◆ **INSTRUCTIONS TO FOLLOW**
Please reproduce every one of the entries below word for word, leaving out the pictures.

---- DATA LISTING

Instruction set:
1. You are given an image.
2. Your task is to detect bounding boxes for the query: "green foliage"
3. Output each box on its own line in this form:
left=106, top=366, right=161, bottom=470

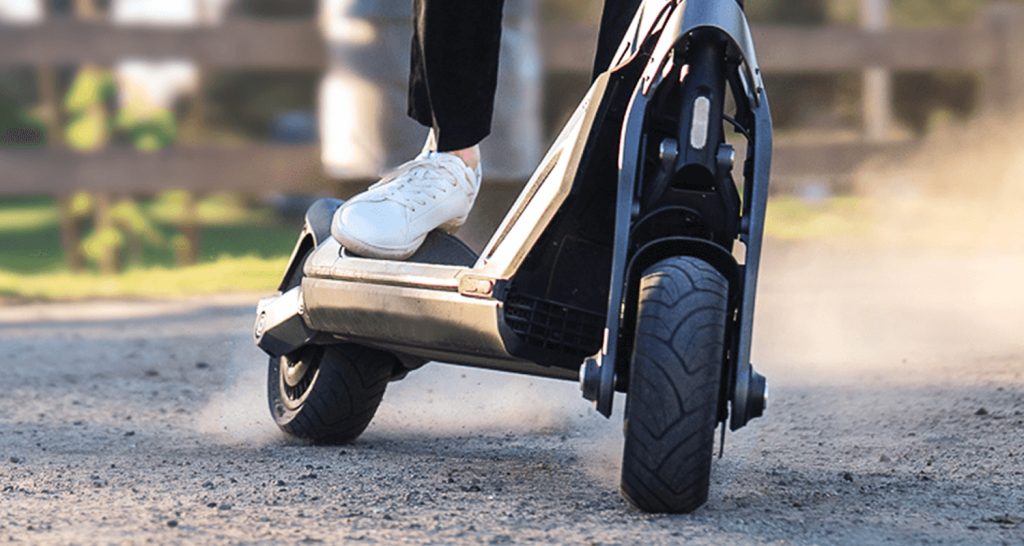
left=111, top=199, right=164, bottom=245
left=82, top=226, right=125, bottom=263
left=65, top=67, right=116, bottom=152
left=69, top=192, right=96, bottom=218
left=117, top=103, right=178, bottom=152
left=65, top=67, right=117, bottom=114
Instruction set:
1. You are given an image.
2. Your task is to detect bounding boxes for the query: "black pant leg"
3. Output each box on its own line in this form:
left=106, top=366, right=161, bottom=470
left=409, top=0, right=504, bottom=152
left=594, top=0, right=642, bottom=78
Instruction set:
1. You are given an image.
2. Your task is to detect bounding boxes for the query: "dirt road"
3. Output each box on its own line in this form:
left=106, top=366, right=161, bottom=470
left=0, top=248, right=1024, bottom=544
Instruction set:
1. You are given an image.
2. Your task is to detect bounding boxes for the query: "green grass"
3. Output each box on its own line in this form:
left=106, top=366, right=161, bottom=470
left=0, top=196, right=869, bottom=300
left=0, top=196, right=299, bottom=300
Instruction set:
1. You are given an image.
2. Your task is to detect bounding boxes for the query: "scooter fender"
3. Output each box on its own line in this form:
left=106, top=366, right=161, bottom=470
left=253, top=199, right=344, bottom=358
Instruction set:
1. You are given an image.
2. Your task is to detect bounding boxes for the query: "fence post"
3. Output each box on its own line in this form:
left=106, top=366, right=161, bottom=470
left=860, top=0, right=893, bottom=142
left=983, top=2, right=1024, bottom=114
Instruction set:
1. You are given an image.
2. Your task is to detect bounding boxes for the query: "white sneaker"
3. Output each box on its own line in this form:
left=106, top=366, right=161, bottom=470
left=331, top=147, right=481, bottom=260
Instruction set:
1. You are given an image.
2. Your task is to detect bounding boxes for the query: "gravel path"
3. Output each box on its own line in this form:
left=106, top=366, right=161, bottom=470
left=0, top=248, right=1024, bottom=544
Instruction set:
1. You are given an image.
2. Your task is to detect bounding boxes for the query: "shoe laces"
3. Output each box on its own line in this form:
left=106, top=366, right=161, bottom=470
left=369, top=152, right=472, bottom=212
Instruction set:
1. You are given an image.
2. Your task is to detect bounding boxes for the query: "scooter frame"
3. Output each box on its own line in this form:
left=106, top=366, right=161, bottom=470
left=254, top=0, right=772, bottom=430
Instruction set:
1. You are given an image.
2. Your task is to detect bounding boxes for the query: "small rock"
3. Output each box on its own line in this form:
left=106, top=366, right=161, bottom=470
left=983, top=514, right=1024, bottom=527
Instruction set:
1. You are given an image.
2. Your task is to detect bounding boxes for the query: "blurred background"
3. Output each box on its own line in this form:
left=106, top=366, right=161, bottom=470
left=0, top=0, right=1024, bottom=301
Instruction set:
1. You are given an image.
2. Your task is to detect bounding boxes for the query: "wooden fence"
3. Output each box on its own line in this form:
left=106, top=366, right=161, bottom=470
left=0, top=5, right=1024, bottom=195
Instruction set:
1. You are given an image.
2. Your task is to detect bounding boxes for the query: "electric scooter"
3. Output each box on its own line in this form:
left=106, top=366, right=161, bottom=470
left=255, top=0, right=772, bottom=513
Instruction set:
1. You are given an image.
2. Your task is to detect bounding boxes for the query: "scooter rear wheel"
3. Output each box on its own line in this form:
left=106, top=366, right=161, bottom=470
left=622, top=257, right=729, bottom=513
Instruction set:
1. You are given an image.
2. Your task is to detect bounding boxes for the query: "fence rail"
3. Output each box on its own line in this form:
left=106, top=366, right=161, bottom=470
left=0, top=6, right=1024, bottom=195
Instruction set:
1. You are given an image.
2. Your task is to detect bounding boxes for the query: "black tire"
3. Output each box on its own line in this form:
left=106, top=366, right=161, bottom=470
left=266, top=243, right=400, bottom=444
left=622, top=257, right=729, bottom=513
left=267, top=343, right=397, bottom=444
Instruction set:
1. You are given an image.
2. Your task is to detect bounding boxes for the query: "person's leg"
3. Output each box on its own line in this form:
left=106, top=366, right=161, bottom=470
left=594, top=0, right=642, bottom=78
left=409, top=0, right=504, bottom=159
left=331, top=0, right=503, bottom=259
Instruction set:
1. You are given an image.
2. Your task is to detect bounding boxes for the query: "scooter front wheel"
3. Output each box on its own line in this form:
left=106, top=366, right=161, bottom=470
left=622, top=257, right=729, bottom=513
left=267, top=343, right=397, bottom=444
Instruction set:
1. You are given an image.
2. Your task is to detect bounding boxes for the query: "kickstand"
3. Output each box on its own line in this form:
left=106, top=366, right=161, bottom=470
left=718, top=421, right=725, bottom=459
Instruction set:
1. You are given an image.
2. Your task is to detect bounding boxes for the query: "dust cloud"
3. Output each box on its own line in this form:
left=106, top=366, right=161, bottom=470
left=755, top=110, right=1024, bottom=381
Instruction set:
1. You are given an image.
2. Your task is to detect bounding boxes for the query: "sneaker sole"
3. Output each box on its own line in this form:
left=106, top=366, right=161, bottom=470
left=334, top=233, right=427, bottom=260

--------

◆ **TASK SOLUTION**
Instruction set:
1. You are given an image.
2. Your task is to detect bounding boxes for the query: "green foliage"
3. Output each box on its own line in this form:
left=106, top=366, right=161, bottom=470

left=111, top=199, right=164, bottom=245
left=82, top=226, right=125, bottom=263
left=65, top=67, right=116, bottom=152
left=69, top=192, right=96, bottom=218
left=117, top=103, right=178, bottom=152
left=65, top=67, right=117, bottom=114
Instruction set:
1. You are given an image.
2. Your task is to detect bounding boxes for the query: "black pant leg"
3. Output each box on its own line in this form:
left=106, top=366, right=161, bottom=470
left=409, top=0, right=504, bottom=152
left=594, top=0, right=642, bottom=78
Instruction set:
1. You are given an image.
2. Your task is to detect bounding boxes for the query: "dirt road"
3. Output each box on its own line in this form:
left=106, top=366, right=161, bottom=470
left=0, top=248, right=1024, bottom=544
Instruction set:
1. You are given an image.
2. Your task is to detect bounding boxes for the query: "green grass"
3. Output each box on its own line in this form:
left=106, top=366, right=161, bottom=470
left=0, top=196, right=869, bottom=300
left=0, top=196, right=299, bottom=300
Instruction set:
1. You are given an image.
2. Your task is to detect bounding boxes for the query: "scooter fender"
3. Output each box on its own line in this form:
left=106, top=366, right=161, bottom=470
left=253, top=199, right=344, bottom=358
Instruction set:
1. You are given an image.
2. Your task is to detect bounding boxes for the query: "fence post"
3. Output each box on its own line in this form:
left=106, top=366, right=161, bottom=470
left=860, top=0, right=893, bottom=142
left=983, top=2, right=1024, bottom=114
Instruction set:
1. You are given an image.
2. Your task is to detect bounding boxes for the query: "white sneaker"
3. Output each box on its own line in this form:
left=106, top=366, right=161, bottom=470
left=331, top=147, right=481, bottom=260
Instruction set:
1. You are given an image.
2. Your task is to detect bounding boxes for the query: "gravel path"
3. Output each box on its own line in this form:
left=106, top=366, right=161, bottom=470
left=0, top=248, right=1024, bottom=544
Instruction set:
1. You are given an image.
2. Your task is to detect bounding boxes for the query: "shoe laces"
3. Output each box on its own line in this form:
left=106, top=366, right=161, bottom=470
left=369, top=152, right=472, bottom=212
Instruction set:
1. You are given an image.
2. Your task is to detect bounding boxes for the query: "scooter frame"
3. Output each box on its own line in this form:
left=106, top=366, right=161, bottom=470
left=254, top=0, right=772, bottom=430
Instruction set:
1. You are given an image.
2. Your task is to detect bounding boxes for the query: "small rock"
3. Output each box on its own line in this form:
left=106, top=366, right=161, bottom=470
left=983, top=514, right=1024, bottom=527
Instruction set:
1. You are given an image.
2. Your task is to detect bounding boxes for the query: "blurred background"
3. Output each box on its own line in this form:
left=106, top=366, right=161, bottom=470
left=0, top=0, right=1024, bottom=301
Instruction set:
1. You are given an image.
2. Your task is to detect bounding boxes for the query: "wooden fence"
3. Output each box on its own line in this form:
left=106, top=366, right=161, bottom=470
left=0, top=5, right=1024, bottom=195
Instruction set:
1. You are given an image.
2. Your task is to detect bounding boxes for the query: "electric scooter"
3. Output each box on its own line in this form:
left=106, top=366, right=161, bottom=470
left=255, top=0, right=772, bottom=513
Instruction set:
1. You are given an image.
2. Your task is to detect bounding boxes for the query: "scooter rear wheel"
3. Output each box on its own line in this form:
left=106, top=366, right=161, bottom=470
left=622, top=257, right=729, bottom=513
Instruction set:
1. You are given an image.
2. Your task is to detect bounding boxes for the query: "fence rail"
3. Output each box on its own line in this form:
left=106, top=366, right=161, bottom=470
left=0, top=6, right=1024, bottom=195
Instruction set:
1. You are given an image.
2. Your task is to detect bounding boxes for the query: "black tire"
3. Output each box on its own line in this form:
left=106, top=366, right=161, bottom=470
left=266, top=243, right=400, bottom=444
left=622, top=257, right=729, bottom=513
left=267, top=343, right=397, bottom=444
Instruction set:
1. You are given an image.
2. Your task is to detect bounding boxes for the query: "person's leg"
3. Output each box on its own line in this form:
left=106, top=366, right=161, bottom=470
left=594, top=0, right=642, bottom=78
left=409, top=0, right=504, bottom=159
left=331, top=0, right=503, bottom=259
Instruction set:
1. You are given an image.
2. Your task is to detect bounding boxes for the query: "scooter front wheel"
3. Output each box on its own line in this form:
left=106, top=366, right=161, bottom=470
left=622, top=257, right=729, bottom=513
left=267, top=343, right=397, bottom=444
Instruction set:
1. You are given an image.
2. Your task is to detect bounding boxes for the query: "kickstand"
3. Output each box on its own line in this form:
left=106, top=366, right=161, bottom=470
left=718, top=421, right=725, bottom=459
Instruction set:
1. You are given an image.
2. Your task is to detect bounding boxes for the query: "dust cloud"
3. Output each box on its own line in this form:
left=106, top=366, right=161, bottom=470
left=755, top=110, right=1024, bottom=381
Instruction set:
1. You are given an image.
2. Your task is to detect bounding boxes for the query: "sneaker sole"
3. Output each box on its own line in this form:
left=106, top=366, right=161, bottom=470
left=334, top=233, right=427, bottom=260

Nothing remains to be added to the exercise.